> _DATI DI PARTENZA_:
:::

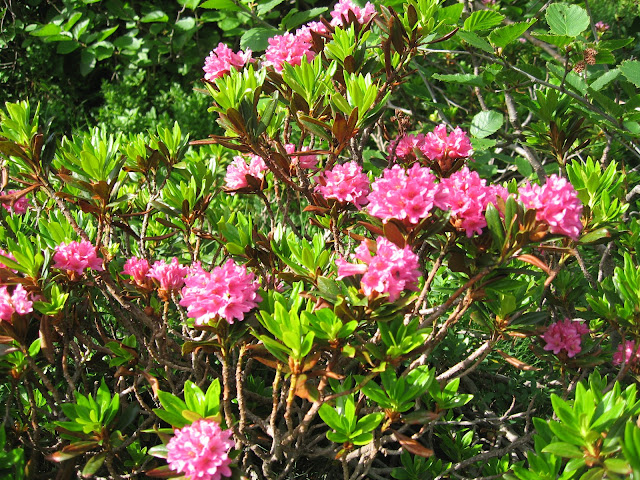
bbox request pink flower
[167,419,234,480]
[122,257,151,287]
[53,240,104,275]
[147,257,189,292]
[387,133,424,158]
[420,124,473,161]
[0,284,33,322]
[542,318,589,358]
[367,163,438,225]
[180,259,262,325]
[435,167,507,238]
[518,175,582,240]
[315,162,369,209]
[284,143,318,168]
[224,155,267,190]
[611,340,640,365]
[202,43,251,82]
[264,33,316,73]
[0,190,29,215]
[336,237,420,302]
[331,0,376,27]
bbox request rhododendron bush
[0,0,640,480]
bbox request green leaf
[589,68,622,92]
[240,28,282,52]
[257,0,283,16]
[431,73,484,87]
[80,49,96,77]
[464,10,504,32]
[178,0,200,10]
[618,60,640,87]
[542,442,584,458]
[140,10,169,23]
[318,403,348,433]
[456,30,494,53]
[469,110,504,138]
[175,17,196,32]
[545,3,589,37]
[489,19,536,48]
[532,33,573,48]
[31,23,62,37]
[82,452,107,478]
[200,0,242,12]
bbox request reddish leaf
[496,348,542,372]
[391,429,434,458]
[516,253,551,275]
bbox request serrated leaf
[469,110,504,138]
[464,10,504,32]
[456,30,494,53]
[489,19,536,48]
[545,3,589,37]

:::

Riscrivi tutte le righe qui sopra come lista JSON di stringhe, con una stringa per ogni riga e senza le righe vuote. Escludi le immagini dalla risposta.

> _SOLUZIONE DEL COMPITO_:
[
  "bbox request pink flower",
  "[167,419,234,480]",
  "[122,257,151,287]",
  "[53,240,104,275]",
  "[147,257,189,292]",
  "[387,133,424,158]",
  "[420,124,473,161]",
  "[0,284,33,322]",
  "[542,318,589,358]",
  "[367,163,438,225]",
  "[180,259,262,325]",
  "[435,167,507,238]",
  "[518,175,582,240]",
  "[315,162,369,209]",
  "[284,143,318,168]",
  "[224,155,267,190]",
  "[611,340,640,365]",
  "[202,43,251,82]",
  "[264,33,316,73]",
  "[0,190,29,215]",
  "[336,237,420,302]",
  "[331,0,376,27]",
  "bbox request rhododendron bush",
  "[0,0,640,480]",
  "bbox request green leaf",
  "[589,68,622,92]",
  "[240,28,282,52]",
  "[257,0,283,16]",
  "[431,73,484,87]",
  "[80,49,96,77]",
  "[464,10,504,32]",
  "[178,0,200,10]",
  "[618,60,640,87]",
  "[542,442,584,458]",
  "[140,10,169,23]",
  "[318,403,348,433]",
  "[456,30,494,53]",
  "[469,110,504,138]",
  "[175,17,196,32]",
  "[545,3,589,37]",
  "[489,19,536,48]",
  "[532,33,573,48]",
  "[31,23,62,37]",
  "[82,452,107,478]",
  "[200,0,242,12]",
  "bbox request reddish leaf",
  "[496,348,542,372]",
  "[391,429,434,458]",
  "[516,253,551,275]",
  "bbox request serrated leaf",
  "[469,110,504,138]",
  "[464,10,504,32]",
  "[456,30,494,53]",
  "[489,19,536,48]",
  "[545,3,589,37]"
]